AIM OF THE TASK:
Could you carry on the passage about Hilbert spaces standing in for numbers, picking up right after its last sentence?

SUPPLIED PASSAGE:
For some years ago I indeed played with this thought but at that time I did not have in mind reduction of number theory to the arithemetics of Hilbert spaces. If this really makes sense, numbers could be replaced by Hilbert spaces with product and sum identified as tensor product and direct sum!

Finite-dimensional Hilbert space represent the analogs of natural numbers. The analogs of integers could be defined as pairs (m,n) of Hilbert spaces with spaces (m,n) and (m+r,n+r) identified (this space would have dimension m-n. This identification would hold true also at the level of states. Hilbert spaces with negative dimension would correspond to pairs with (m-n)<0: the canonical representives for m and -m would be (m,0) and (0,m). Rationals can be defined as pairs (m,n) of Hilbert spaces with pairs (m,n) and (km,kn) identified. These identifications would give rise to kind of gauge conditions and canonical representatives for m and 1/m are (m,1) and (1,m).

DATA LINES:

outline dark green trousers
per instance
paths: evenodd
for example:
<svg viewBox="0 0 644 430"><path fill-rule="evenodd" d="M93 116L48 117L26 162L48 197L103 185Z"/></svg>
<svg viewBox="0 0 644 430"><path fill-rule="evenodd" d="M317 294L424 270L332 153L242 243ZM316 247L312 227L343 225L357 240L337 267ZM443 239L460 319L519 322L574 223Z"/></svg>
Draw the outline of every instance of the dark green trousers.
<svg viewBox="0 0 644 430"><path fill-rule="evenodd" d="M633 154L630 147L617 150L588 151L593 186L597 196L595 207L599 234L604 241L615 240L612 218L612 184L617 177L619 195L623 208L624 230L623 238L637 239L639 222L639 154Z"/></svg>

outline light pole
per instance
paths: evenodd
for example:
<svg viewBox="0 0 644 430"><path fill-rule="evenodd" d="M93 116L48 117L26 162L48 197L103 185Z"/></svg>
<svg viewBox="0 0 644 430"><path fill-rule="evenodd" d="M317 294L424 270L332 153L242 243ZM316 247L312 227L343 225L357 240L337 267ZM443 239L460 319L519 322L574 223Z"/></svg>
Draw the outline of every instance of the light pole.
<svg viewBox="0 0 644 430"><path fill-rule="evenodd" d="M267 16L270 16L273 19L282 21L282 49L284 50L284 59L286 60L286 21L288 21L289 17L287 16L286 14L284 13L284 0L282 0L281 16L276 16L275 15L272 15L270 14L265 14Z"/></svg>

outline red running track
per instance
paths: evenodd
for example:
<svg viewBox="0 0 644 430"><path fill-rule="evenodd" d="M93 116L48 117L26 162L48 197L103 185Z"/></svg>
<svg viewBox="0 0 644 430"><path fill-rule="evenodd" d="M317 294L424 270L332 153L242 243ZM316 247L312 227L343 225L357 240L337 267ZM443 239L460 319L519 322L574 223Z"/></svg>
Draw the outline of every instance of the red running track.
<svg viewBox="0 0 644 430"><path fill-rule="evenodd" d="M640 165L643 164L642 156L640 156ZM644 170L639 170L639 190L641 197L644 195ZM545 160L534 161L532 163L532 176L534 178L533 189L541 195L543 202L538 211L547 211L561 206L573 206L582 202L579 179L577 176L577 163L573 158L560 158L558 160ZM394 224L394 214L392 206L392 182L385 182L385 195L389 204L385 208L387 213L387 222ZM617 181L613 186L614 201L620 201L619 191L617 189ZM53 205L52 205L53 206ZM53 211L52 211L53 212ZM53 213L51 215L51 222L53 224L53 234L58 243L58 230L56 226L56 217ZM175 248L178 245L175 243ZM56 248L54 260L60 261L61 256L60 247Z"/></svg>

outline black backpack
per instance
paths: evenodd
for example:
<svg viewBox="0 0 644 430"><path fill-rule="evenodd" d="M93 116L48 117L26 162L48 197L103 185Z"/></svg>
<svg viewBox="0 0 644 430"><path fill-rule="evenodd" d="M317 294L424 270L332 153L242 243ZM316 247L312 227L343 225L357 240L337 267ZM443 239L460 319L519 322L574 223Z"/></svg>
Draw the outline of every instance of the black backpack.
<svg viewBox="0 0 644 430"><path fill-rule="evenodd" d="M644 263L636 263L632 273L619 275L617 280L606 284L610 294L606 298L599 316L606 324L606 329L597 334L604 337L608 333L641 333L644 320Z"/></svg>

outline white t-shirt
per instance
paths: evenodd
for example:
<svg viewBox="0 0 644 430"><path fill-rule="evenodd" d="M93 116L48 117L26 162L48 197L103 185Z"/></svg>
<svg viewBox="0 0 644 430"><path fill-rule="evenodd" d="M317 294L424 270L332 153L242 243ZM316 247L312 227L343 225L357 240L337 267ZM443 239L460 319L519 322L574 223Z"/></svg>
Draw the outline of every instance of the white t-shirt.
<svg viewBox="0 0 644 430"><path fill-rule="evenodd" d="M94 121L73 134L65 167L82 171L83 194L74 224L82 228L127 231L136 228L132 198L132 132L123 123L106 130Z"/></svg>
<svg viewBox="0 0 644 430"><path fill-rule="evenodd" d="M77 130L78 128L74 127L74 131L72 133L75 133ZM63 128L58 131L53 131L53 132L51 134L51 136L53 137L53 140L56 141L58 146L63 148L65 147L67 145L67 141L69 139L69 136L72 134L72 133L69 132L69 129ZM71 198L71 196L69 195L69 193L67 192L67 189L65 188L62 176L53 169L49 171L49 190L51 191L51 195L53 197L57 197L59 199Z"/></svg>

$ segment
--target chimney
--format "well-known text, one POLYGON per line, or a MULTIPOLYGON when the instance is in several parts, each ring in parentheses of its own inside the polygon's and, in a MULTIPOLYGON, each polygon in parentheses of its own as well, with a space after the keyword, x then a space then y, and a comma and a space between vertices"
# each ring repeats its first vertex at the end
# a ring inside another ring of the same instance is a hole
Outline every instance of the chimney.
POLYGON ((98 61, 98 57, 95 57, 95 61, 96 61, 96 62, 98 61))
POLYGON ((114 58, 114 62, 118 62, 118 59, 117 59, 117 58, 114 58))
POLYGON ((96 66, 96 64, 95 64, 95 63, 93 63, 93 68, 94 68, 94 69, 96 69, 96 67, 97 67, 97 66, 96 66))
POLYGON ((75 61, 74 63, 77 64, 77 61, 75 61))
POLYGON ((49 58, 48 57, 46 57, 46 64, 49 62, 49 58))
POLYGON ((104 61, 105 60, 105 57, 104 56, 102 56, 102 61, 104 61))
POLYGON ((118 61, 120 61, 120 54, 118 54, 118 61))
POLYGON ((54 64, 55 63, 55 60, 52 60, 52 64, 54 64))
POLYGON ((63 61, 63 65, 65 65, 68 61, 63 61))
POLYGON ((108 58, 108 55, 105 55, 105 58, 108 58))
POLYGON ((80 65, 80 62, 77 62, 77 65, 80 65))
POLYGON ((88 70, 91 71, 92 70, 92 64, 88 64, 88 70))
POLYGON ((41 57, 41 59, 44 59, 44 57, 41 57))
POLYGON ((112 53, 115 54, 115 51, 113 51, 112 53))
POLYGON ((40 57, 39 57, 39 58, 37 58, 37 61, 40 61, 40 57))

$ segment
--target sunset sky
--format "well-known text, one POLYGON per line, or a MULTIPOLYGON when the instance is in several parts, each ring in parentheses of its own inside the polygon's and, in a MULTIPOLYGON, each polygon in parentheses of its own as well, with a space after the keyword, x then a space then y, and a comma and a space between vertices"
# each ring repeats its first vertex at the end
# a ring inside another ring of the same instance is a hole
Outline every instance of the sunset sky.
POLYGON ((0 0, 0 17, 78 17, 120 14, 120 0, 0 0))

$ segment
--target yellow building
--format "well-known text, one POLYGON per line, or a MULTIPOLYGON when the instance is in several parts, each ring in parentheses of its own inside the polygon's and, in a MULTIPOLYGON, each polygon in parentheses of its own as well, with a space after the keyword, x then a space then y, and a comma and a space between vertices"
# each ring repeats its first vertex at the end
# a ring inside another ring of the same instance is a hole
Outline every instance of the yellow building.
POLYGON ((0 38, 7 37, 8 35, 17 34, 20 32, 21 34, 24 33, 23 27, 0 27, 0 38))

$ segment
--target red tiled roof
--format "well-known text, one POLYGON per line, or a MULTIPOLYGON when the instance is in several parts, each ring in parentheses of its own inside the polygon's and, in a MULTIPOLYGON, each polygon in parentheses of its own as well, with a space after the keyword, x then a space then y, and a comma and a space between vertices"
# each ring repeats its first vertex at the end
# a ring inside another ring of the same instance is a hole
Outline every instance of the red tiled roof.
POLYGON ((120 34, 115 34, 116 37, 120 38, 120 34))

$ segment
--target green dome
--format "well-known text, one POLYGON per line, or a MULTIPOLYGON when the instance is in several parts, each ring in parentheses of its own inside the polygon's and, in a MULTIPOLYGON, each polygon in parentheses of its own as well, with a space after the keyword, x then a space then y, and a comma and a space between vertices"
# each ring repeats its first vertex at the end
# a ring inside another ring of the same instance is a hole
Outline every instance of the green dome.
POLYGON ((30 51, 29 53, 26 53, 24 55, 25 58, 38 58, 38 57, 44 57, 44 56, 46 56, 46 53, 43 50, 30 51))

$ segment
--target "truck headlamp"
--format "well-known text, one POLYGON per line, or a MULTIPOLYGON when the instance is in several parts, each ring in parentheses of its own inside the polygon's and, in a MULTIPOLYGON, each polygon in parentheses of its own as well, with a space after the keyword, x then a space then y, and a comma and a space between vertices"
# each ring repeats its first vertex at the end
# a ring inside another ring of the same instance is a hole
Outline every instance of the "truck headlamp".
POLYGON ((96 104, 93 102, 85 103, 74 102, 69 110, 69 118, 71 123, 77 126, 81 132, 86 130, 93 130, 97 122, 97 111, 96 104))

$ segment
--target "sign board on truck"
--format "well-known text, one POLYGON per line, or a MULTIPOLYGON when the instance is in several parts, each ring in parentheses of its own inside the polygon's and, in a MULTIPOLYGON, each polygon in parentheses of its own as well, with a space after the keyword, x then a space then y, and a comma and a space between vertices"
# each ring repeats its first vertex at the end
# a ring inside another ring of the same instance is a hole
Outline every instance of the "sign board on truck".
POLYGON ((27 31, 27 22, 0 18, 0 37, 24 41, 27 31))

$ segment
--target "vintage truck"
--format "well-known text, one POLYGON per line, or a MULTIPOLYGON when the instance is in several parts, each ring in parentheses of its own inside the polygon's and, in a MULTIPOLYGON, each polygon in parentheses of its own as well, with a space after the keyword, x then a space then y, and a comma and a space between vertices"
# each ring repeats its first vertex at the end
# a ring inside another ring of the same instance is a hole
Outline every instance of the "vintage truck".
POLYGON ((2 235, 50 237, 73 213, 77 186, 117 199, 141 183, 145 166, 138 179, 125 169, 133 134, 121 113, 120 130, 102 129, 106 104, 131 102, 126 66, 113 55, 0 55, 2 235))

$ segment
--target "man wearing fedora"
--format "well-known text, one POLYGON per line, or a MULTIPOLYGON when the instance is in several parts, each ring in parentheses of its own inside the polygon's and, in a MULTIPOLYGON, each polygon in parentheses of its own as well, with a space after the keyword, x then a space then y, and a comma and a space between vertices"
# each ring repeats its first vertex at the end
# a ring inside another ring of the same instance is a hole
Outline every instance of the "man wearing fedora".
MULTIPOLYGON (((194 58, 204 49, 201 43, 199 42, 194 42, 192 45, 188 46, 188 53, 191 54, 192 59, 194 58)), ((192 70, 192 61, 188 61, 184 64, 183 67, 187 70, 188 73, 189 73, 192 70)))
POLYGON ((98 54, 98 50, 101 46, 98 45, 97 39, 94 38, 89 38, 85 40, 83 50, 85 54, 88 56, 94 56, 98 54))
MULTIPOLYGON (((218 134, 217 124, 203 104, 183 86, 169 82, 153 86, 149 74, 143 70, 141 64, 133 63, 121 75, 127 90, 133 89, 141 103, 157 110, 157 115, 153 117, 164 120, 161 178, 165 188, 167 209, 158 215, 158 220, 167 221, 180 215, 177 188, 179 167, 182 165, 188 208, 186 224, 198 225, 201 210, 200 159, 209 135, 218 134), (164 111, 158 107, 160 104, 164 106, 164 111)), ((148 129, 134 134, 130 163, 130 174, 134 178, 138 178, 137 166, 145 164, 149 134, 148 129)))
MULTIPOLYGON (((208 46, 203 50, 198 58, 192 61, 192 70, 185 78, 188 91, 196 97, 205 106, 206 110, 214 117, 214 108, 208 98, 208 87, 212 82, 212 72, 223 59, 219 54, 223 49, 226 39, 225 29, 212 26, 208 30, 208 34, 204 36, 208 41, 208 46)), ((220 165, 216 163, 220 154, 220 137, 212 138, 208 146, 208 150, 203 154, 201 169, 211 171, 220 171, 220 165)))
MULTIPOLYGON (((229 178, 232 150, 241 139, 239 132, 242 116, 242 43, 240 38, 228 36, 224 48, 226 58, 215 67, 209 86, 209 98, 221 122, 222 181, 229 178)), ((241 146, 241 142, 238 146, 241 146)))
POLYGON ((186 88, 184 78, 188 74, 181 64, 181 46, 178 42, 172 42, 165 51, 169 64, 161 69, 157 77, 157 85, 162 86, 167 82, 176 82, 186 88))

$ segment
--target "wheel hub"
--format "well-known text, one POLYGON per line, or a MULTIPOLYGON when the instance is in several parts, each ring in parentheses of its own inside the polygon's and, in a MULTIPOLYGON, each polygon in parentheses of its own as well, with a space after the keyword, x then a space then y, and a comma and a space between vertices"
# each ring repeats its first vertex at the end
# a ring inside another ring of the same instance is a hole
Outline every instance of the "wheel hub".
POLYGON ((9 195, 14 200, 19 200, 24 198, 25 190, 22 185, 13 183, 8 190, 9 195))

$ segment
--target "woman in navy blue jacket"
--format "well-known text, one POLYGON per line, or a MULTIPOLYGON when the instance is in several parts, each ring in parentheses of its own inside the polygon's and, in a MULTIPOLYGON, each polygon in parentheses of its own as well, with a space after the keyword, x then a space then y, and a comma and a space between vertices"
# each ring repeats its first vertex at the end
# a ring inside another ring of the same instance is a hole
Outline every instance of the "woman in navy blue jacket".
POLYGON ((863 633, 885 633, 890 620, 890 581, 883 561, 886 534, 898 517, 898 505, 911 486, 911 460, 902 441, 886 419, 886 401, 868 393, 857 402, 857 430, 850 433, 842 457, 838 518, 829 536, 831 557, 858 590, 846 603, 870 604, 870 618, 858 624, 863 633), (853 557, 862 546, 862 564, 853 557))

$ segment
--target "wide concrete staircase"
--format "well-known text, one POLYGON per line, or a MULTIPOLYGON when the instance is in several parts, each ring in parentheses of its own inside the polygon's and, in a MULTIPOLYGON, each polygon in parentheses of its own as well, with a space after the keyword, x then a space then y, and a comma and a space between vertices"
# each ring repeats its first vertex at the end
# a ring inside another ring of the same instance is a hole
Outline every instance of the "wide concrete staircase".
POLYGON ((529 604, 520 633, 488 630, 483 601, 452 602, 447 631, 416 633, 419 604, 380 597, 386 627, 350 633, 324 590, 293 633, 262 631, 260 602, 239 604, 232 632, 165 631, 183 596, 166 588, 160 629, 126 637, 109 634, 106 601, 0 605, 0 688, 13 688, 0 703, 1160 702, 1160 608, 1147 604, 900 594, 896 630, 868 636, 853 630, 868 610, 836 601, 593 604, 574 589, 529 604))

ANSWER:
What about Hilbert spaces for which the dimension is algebraic number? Algebraic numbers allow a description in terms of partial fractions and Stern-Brocot (S-B) tree (see this and this) containing given rational number once. S-B tree allows to see information about algebraic numbers as constructible by using an algorithm with finite number of steps, which is allowed if one accepts abstraction as basic aspect of cognition. Algebraic number could be seen as a periodic partial fraction defining an infinite path in S-B tree. Each node along this path would correspond to a rational having Hilbert space analog. Hilbert space with algebraic dimension would correspond to this kind of path in the space of Hilbert spaces with rational dimension. Transcendentals allow identification as non-pediodic partial fraction and could correspond to non-periodic paths so that also they could have Hilbert spaces counterparts.

2.3 How to obtain the analogs higher-D spaces?

Algebraic extensions of rationals allow cognitive realization of spaces with arbitrary dimension identified as algebraic dimension of extension of rationals.

  1. One can obtain n-dimensional spaces (in algebraic sense) with integer valued coordinates from n-D extensions of rationals. Now the n-tuples defining numbers of extension and differing by permutations are not equivalent so that one obtains n-D space rather than n-D space divided by permutation group Sn. This is enough at the level of cognitive representations and could explain why we are able to imagine spaces of arbitrary dimension although we cannot represent them cognitively.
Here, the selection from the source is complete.